Officer Mendoza testified that she reviewed recordings of telephone calls between defendant and Ulloa which were made on October 21 and October 26, 2006. Tape recordings of the telephone conversations were played for the jury. On October 21, 2006, defendant told Ulloa he wanted her to come and visit, and that he was “obligated to have [her] down [t]here every week.” During the telephone calls on October 21 and October 26, they spoke of “party balloons.” During the first call, Ulloa told defendant she already had 10 filled. Defendant wanted 10 more. During the second call, Ulloa said she had 10 filled and was working on the next 10. Officer Mendoza said defendant and Ulloa were talking in code, and that she believed defendant was saying he needed 10 balloons for the Saturday visit and 10 for the Sunday visit. During the second call, Ulloa said she was scared, and she made a comment about cutting. She also used the word “misty.” Officer Mendoza explained that the word “misty” refers to marijuana leaves, which are sticky and wet and need to be dried and cured. The officer testified that she believed Ulloa was referring to cutting the leaves from the stems of the marijuana. Defendant also told Ulloa he was going to “send $500 home.” After listening to the tapes, Officer Mendoza formed the opinion that defendant and Ulloa were planning to bring drugs into the prison. Her opinion was based on the things they were talking about, such as the party balloons, the cutting and “drying out of the misty,” and the money. Officer Mendoza also mentioned that Ulloa said the party balloons would be dangerous if children swallowed them, which caused Mendoza to believe that narcotics would be inside the balloons.

**Extracted information**
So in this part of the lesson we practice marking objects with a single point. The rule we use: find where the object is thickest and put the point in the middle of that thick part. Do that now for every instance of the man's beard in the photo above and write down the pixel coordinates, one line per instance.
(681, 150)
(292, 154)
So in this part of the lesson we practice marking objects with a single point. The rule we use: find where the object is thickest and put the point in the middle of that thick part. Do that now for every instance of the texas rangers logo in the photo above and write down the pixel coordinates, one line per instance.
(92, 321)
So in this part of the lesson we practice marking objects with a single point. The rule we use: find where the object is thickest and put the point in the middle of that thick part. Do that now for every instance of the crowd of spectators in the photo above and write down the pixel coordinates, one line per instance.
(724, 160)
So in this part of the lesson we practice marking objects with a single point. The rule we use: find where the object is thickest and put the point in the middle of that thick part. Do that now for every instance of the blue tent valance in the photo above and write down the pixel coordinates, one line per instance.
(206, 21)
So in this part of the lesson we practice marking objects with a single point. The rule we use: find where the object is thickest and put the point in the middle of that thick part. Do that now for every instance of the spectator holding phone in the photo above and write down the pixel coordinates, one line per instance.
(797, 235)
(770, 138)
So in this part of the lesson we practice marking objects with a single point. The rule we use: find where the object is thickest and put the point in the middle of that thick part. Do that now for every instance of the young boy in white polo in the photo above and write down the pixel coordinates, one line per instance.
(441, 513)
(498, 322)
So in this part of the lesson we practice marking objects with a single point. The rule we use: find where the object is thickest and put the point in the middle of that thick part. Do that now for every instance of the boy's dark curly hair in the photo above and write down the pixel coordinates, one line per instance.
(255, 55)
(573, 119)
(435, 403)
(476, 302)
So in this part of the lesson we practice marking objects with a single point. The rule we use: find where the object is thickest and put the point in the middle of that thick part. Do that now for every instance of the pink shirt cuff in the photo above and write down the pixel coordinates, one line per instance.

**Written request A**
Decide whether each statement agrees with the passage on Officer Mendoza's testimony. Answer yes or no for each, and quote the words of the passage that settle it.
(i) During the first call, Ulloa said she already had 10 balloons filled.
(ii) Defendant told Ulloa he was going to send $300 home.
(iii) According to Officer Mendoza, the word "misty" refers to marijuana seeds.
**Written request B**
Extend the passage on Officer Mendoza's testimony with a further paragraph that begins after its final sentence.

**Reply A**
(i) Yes: "During the first call, Ulloa told defendant she already had 10 filled."
(ii) No: "Defendant also told Ulloa he was going to “send $500 home.”"
(iii) No: "the word “misty” refers to marijuana leaves"

**Reply B**
Finally, the prosecutor asked Officer Mendoza if she formed an opinion as to “what actually occurred” on October 28, 2006, between Ulloa and defendant. Officer Mendoza said: “My opinion is that she had packaged 20 balloons as he asked and even one more larger one. It’s my opinion she took in the smaller balloons on Saturday. She put them in the checker box. Mr. Mendoza took them out of the checker box, put them inside of his pants pockets, walked inside, and got something to drink with the intentions of beginning to ingest them. He was escorted to the back of visiting where he was able to dispose of them by flushing the balloons that he had in his pockets.” Defense counsel then objected “to that last statement flushing [sic] as hearsay.” The court overruled the objection and allowed Officer Mendoza to finish stating her opinion. Officer Mendoza said, “I believe that Miss Ulloa had packaged the other ten balloons per [defendant’s] request and had left them in her vehicle to be taken and secreted on her person to be brought in on the next day, Sunday, the next day of the visit so that she would be able to give those to him.”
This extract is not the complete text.